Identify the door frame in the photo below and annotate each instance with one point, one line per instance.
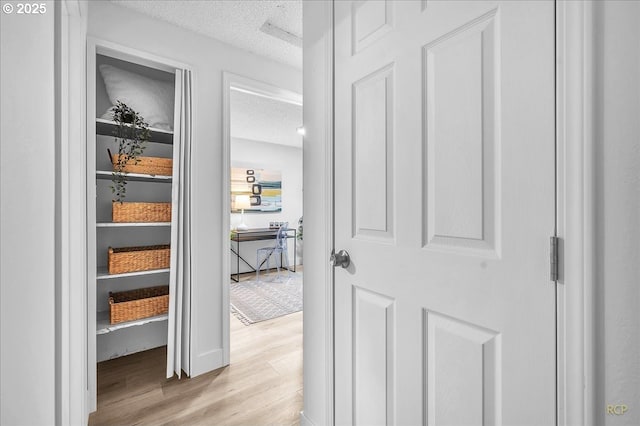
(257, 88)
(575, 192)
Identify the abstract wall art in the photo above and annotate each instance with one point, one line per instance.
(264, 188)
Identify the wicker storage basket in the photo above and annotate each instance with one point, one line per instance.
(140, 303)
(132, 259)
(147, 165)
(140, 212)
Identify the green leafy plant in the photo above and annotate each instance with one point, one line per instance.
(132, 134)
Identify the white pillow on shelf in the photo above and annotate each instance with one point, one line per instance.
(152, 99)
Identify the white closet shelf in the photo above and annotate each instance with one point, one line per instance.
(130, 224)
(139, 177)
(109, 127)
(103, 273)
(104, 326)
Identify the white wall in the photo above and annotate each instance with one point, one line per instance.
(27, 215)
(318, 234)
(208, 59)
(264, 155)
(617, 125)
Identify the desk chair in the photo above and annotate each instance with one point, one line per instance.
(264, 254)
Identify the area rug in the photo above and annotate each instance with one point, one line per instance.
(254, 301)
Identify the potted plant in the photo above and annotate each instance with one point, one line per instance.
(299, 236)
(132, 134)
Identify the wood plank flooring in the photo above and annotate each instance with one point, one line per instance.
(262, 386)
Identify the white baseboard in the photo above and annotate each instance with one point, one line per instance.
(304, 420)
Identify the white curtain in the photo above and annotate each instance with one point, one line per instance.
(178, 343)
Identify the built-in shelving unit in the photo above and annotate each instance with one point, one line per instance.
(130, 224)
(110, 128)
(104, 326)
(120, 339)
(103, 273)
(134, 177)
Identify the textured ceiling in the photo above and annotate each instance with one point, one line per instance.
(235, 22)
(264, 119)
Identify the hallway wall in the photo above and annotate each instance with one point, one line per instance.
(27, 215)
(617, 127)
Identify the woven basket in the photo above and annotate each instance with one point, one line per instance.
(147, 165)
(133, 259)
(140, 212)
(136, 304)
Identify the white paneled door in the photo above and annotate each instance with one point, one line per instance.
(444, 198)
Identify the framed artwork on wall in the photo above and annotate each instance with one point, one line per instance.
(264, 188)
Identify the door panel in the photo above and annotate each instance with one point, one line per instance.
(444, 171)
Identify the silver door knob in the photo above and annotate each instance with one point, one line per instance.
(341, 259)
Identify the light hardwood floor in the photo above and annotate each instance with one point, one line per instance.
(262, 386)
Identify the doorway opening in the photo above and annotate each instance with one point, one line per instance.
---------------
◆ **What the task requires**:
Transcribe the entries above verbatim, omitting their pictures.

◆ **Response to the exercise**:
Identify the door frame in the photo below and annotate each instance with one point, one line per instance.
(257, 88)
(575, 192)
Identify the abstract wall art in the photo above and annotate each instance with one point, one line per instance.
(264, 188)
Identify the wicker storage basket in the photo above and annotate each instance with one point, one line per instance.
(140, 303)
(132, 259)
(147, 165)
(140, 212)
Identify the green leafy plant in the photo above and annotate each instance with one point, one line per instance.
(132, 134)
Identify the white pillow on shelf in the photo above and annotate each instance with one point, one line per instance.
(152, 99)
Identify the white closet shelf in the photo above and annotate each instance with one point, one line per instance.
(130, 224)
(139, 177)
(109, 127)
(103, 273)
(104, 326)
Identify the white wall in the photo above and annotate each instance with one point, one line per instance.
(27, 215)
(318, 234)
(208, 59)
(264, 155)
(617, 125)
Identify the desk chair in the photo above and annotate each instance with one point, one line per instance.
(264, 254)
Identify the area rug in the photo above and annotate each instance with one point, one line per instance.
(254, 301)
Identify the potted plant in the photo above and annotate each instance with one point, one line per instance.
(299, 236)
(132, 134)
Identify the wood plank flooring in the photo above and annotate each instance with one point, one line per instance.
(262, 386)
Identify the white baseboard in the photo above and annotate each instance with one point, one line per instance.
(304, 420)
Identify the white curtain in the photo above and annotate each instance with one point, one line per instance.
(178, 343)
Identify the built-in shelving unit in the photo above and annotate each instance with one point, one line per instance.
(130, 224)
(110, 128)
(104, 326)
(120, 339)
(103, 273)
(134, 177)
Identify the textured ceiling in the photo above and annotate each instance with one point, one line per instance.
(235, 22)
(264, 119)
Identify the hallway wall in the photo above and annotate each instance with one point, one line per instance.
(27, 215)
(617, 127)
Identify the woven basket in the photo above and annotate each instance with one point, one line per instance.
(147, 165)
(133, 259)
(140, 212)
(136, 304)
Identify the white paneled door in the photo above and annotate each instance with one point, one line per instance.
(444, 198)
Identify the framed artwork on wall in the photo above and annotate each instance with one point, one line per instance.
(264, 188)
Identify the door panel in the photo above and annotate each instance with one point, one line per instance.
(444, 171)
Identify the silver door knob in the photo above and annotate each instance with one point, one line per instance.
(341, 259)
Identify the light hardwood floor in the photo above and annotate each instance with one point, one line per instance.
(262, 386)
Identify the doorway opening in the photo above and annotate each instance with one point, one line per instance.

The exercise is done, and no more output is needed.